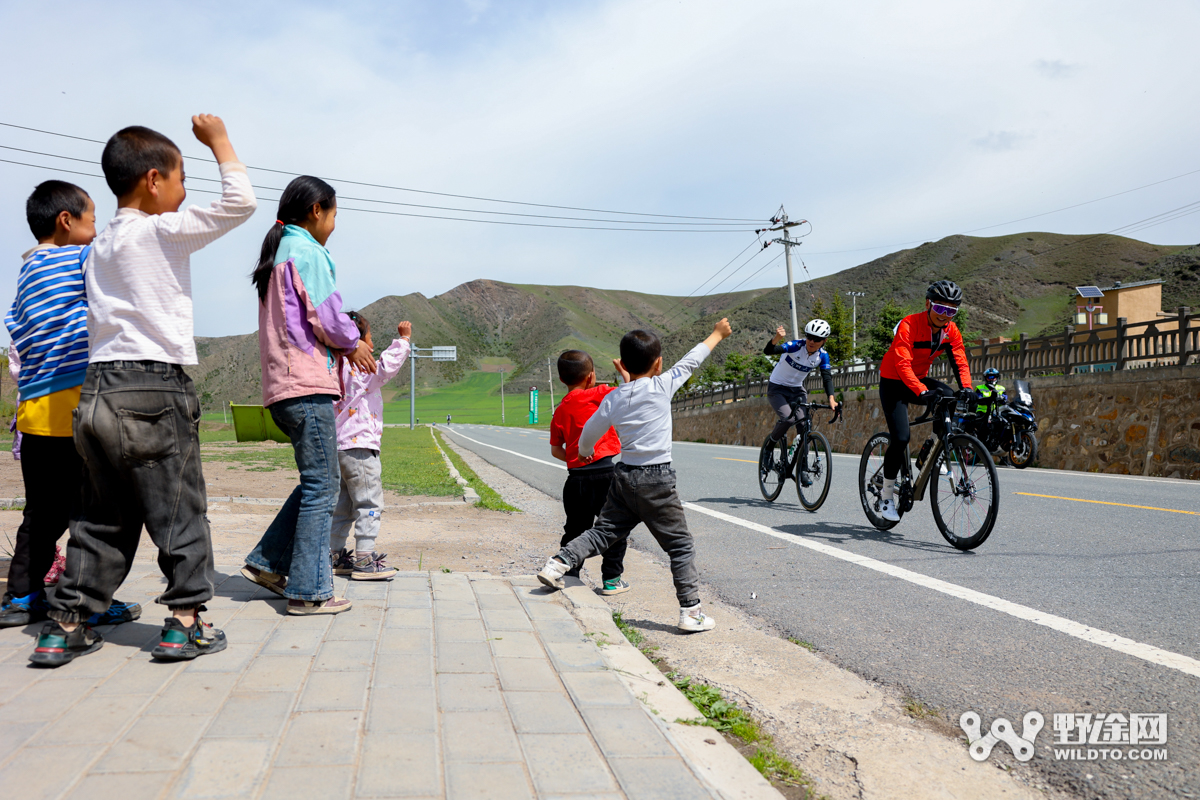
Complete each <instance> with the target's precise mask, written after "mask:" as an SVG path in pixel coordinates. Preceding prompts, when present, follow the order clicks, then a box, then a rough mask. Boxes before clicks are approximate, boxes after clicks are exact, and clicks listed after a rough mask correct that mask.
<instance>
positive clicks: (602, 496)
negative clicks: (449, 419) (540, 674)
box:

• [Problem requirements]
Which lines in the records above contain the string "clicks"? Copy each one.

• [Answer to the problem]
Complete each <instance> with the target's precise mask, written after "mask:" as an SVG path in pixel coordinates. Preceding prompts, when present, follow the order clicks, then a box, then a rough mask. Boxes before clicks are approximate, boxes after clicks are exact, and clicks listed after a rough mask correct that mask.
positive clicks: (602, 496)
negative clicks: (449, 419) (540, 674)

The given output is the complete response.